Provided entries START

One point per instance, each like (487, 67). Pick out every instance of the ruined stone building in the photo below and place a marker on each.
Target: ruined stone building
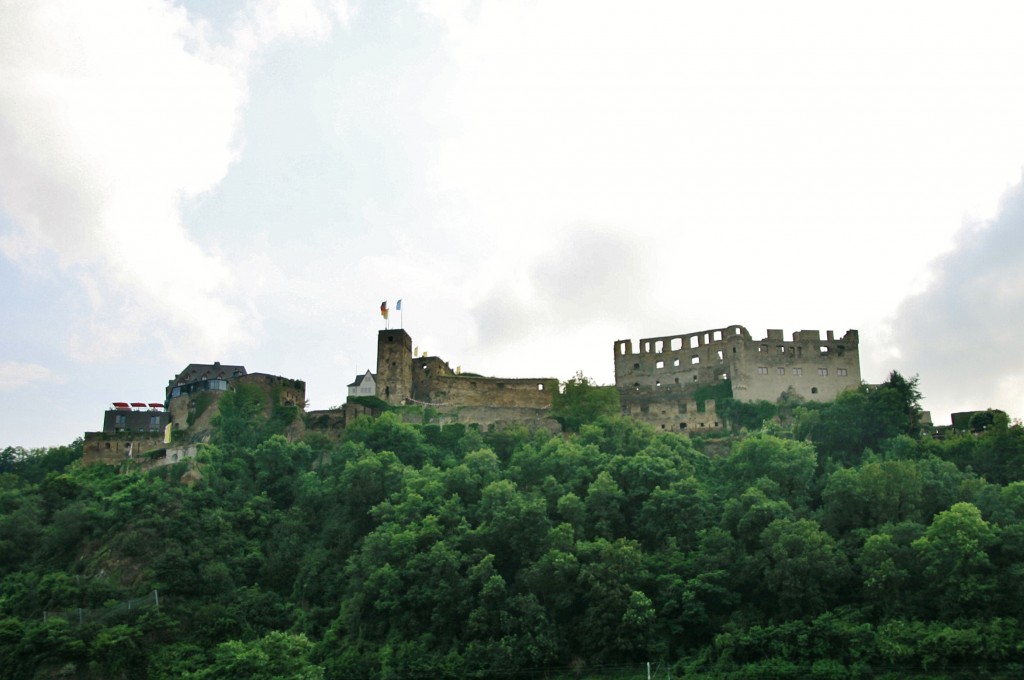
(456, 396)
(672, 381)
(131, 431)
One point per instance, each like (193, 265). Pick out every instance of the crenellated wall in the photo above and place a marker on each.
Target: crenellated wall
(664, 374)
(469, 398)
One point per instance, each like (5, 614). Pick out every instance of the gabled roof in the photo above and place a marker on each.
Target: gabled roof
(359, 379)
(196, 372)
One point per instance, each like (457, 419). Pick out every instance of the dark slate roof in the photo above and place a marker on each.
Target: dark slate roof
(196, 372)
(359, 379)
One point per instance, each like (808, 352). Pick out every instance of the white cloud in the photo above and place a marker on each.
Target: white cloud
(961, 334)
(113, 113)
(15, 374)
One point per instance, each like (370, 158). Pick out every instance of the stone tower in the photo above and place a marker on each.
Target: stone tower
(394, 366)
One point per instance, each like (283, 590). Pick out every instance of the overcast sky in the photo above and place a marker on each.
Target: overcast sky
(245, 181)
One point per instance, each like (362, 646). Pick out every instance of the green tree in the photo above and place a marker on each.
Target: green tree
(957, 570)
(804, 568)
(580, 401)
(273, 656)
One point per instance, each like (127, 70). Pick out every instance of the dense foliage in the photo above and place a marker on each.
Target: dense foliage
(833, 543)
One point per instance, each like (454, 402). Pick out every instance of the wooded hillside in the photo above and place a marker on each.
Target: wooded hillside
(833, 542)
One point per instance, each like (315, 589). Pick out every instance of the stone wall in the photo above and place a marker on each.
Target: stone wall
(114, 449)
(657, 379)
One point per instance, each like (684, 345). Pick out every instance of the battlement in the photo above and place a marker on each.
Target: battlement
(430, 381)
(669, 370)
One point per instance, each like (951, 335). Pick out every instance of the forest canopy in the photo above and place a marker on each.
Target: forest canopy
(814, 540)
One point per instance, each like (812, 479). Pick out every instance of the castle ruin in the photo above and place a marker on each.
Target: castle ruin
(456, 396)
(672, 381)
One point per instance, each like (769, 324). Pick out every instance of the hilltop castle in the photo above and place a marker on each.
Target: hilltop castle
(402, 378)
(671, 382)
(667, 380)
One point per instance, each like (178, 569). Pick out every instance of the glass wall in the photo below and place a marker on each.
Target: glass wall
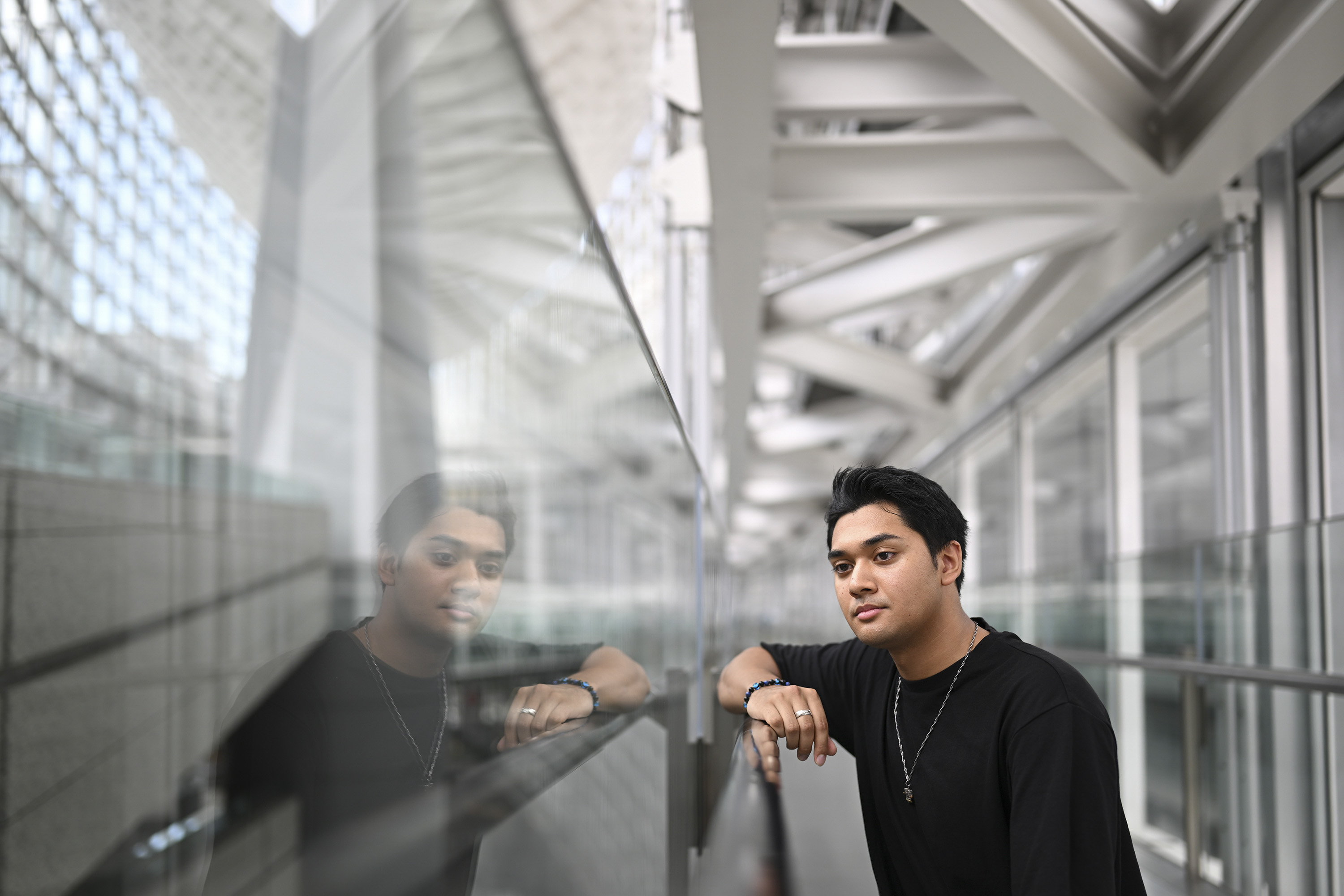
(990, 551)
(1069, 444)
(334, 539)
(1178, 440)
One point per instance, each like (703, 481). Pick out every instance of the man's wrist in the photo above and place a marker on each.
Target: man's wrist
(767, 683)
(585, 685)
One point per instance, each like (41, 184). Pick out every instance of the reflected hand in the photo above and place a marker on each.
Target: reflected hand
(779, 708)
(554, 706)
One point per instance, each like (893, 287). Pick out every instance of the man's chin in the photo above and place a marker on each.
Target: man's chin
(871, 633)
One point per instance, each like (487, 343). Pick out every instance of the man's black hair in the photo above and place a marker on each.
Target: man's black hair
(433, 493)
(921, 503)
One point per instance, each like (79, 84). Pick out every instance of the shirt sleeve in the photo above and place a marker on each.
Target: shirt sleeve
(828, 669)
(1066, 828)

Provided entries END

**Task goal**
Output the data above exactly, beginning at its first line and ending with the line that holds "One point per instance, each like (457, 419).". Leave out the pictures and add nothing.

**Solution**
One point per instance, each like (487, 67). Pick out every instance of the ruined stone building in the photo below and place a marker on each.
Target: ruined stone building
(456, 396)
(672, 381)
(131, 431)
One point per instance, each like (193, 265). Pick out every instance of the crenellated wall in the photo above and place a marker on each.
Target: crenellated wall
(664, 374)
(469, 398)
One point per instance, each like (5, 614). Pick out every instance of the gabled roof in the photo above and place a marker on each.
Target: gabled roof
(359, 379)
(196, 372)
One point per instance, each like (457, 419). Pick out every instance of the dark slate roof in the photo above and place a marker on each.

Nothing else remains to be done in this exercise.